**Document excerpt:**
ASCM CEO Abe Eshkenazi observes, “Building a diverse workforce is essential, not aspirational. Diversity of thought, influence and input—particularly from women and people of color—is crucial to today’s global supply chains.”

COVID’s Impact on Workplace Culture

While people of color (POCs) make up 30% of the overall supply chain workforce, their representation declines dramatically on the upper parts of the corporate ladder. Only 9% of vice presidents in supply chain organizations in the United States, Canada and Europe are defined as people of color.

“POC representation already starts to drop at the very first level of leadership,” Stiffler points out. “Compared to the overall representation in the workforce, there’s nearly a 50% drop at the manager and supervisor positions. This trend then continues in the upper parts of the career ladder.”

Unfortunately, this is the logical end result of a history that reaches up to recent times, Eshkenazi notes. “This is a systemic issue that goes back to the 1970s, ’80s and ’90s that unfortunately isn’t unique to supply chain. As supply chain emerged as a function, many of its management and employees migrated from other functions such as finance and engineering, which due to their own narrow talent pipelines were primarily staffed with white males.”

As is the case in many other fields, more progress is needed, he argues. “Supply chain organizations can lead the way by creating an environment where diverse talent is valued, included and developed.”

**Records shown:**

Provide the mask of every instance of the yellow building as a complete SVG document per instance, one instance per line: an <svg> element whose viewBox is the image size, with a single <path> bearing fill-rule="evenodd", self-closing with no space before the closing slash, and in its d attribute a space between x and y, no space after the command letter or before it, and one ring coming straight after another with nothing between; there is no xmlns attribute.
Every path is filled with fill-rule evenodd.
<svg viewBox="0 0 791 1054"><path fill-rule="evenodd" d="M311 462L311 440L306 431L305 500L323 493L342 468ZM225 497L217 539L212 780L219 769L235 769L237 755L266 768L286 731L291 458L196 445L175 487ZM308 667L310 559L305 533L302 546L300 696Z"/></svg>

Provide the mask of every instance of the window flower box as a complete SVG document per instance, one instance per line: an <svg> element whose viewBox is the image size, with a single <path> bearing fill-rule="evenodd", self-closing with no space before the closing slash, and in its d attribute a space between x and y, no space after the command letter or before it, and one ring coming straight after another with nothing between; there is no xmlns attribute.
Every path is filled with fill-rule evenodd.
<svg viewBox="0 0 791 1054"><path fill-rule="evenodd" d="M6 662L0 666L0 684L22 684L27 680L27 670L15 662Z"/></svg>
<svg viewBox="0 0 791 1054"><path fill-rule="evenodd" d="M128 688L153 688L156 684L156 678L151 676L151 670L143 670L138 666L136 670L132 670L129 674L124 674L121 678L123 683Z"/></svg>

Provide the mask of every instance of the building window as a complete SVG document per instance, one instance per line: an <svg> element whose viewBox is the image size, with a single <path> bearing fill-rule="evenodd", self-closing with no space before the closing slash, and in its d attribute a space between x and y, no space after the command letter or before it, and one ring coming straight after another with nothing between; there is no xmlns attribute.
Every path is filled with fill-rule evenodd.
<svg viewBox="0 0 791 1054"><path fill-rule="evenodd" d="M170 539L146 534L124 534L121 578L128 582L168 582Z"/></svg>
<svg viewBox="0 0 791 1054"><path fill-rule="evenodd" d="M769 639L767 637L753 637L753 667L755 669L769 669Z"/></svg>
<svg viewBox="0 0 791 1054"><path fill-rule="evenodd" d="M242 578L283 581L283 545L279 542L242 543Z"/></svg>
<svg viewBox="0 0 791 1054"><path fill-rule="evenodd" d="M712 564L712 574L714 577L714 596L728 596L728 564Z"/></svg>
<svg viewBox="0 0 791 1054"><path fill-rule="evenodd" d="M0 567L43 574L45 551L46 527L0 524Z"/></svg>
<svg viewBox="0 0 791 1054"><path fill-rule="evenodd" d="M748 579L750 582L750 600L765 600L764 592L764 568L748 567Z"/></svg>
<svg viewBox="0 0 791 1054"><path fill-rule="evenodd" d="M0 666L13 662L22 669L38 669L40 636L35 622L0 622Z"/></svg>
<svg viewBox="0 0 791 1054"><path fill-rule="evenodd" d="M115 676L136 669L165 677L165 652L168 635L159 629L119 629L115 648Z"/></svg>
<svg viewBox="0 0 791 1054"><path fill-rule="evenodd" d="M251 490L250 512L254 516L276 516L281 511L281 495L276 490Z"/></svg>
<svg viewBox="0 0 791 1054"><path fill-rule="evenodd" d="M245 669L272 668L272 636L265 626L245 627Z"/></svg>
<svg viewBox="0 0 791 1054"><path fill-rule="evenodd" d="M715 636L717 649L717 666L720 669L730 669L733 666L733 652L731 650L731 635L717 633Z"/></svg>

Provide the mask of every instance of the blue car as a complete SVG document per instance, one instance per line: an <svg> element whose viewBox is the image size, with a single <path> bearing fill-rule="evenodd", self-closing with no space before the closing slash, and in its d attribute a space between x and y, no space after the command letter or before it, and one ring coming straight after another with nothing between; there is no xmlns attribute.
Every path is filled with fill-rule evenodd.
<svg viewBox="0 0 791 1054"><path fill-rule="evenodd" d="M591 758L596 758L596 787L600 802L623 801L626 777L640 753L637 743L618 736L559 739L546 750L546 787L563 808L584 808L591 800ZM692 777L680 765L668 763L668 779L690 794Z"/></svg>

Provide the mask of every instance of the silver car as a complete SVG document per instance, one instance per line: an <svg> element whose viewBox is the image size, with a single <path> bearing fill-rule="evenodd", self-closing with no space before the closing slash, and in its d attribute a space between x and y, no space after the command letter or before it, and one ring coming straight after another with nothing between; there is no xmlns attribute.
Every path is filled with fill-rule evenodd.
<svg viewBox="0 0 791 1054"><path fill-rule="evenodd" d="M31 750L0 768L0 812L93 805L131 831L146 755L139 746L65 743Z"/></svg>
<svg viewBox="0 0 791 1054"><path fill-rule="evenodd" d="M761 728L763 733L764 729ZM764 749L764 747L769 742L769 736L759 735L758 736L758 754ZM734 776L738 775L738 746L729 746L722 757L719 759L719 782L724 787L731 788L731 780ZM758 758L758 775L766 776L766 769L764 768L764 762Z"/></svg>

**Work to complete:**
**a.** According to the supply chain diversity article, what share of supply chain vice presidents in the United States, Canada and Europe are people of color?
**b.** Pick up the supply chain diversity article after its final sentence and carry it forward.

**Results:**
**a.** Only 9%.

**b.**
The biggest differences in POC representation are not between industries, but again between organization sizes, the researchers found. Large supply chains with an annual revenue of $5 billion or more show greater representation of people of color than any of their smaller peers at all levels of the organization.

“In the largest global supply chain organizations, 13% of vice president positions are occupied by people of color, compared to 6% in small businesses,” Stiffler says. “While large, global organizations clearly benefit from better access to diverse talent, they’re also putting in the work to practice inclusion in leadership development and succession planning.”

However, the COVID-19 pandemic has prompted a change in workplace culture which might provide smaller businesses with the opportunity to catch up, she contends. “Due to the rise of remote and hybrid work, even smaller supply chain organizations will have the opportunity to hire diverse talent, simply because the available talent pool is bigger and more diverse.”

Once supply chain organizations have established these kinds of goals and objectives, they should be translated into specific projects and initiatives, the researchers stress. This is because DEI is particularly vulnerable to statements and goals that are not always backed up by actions.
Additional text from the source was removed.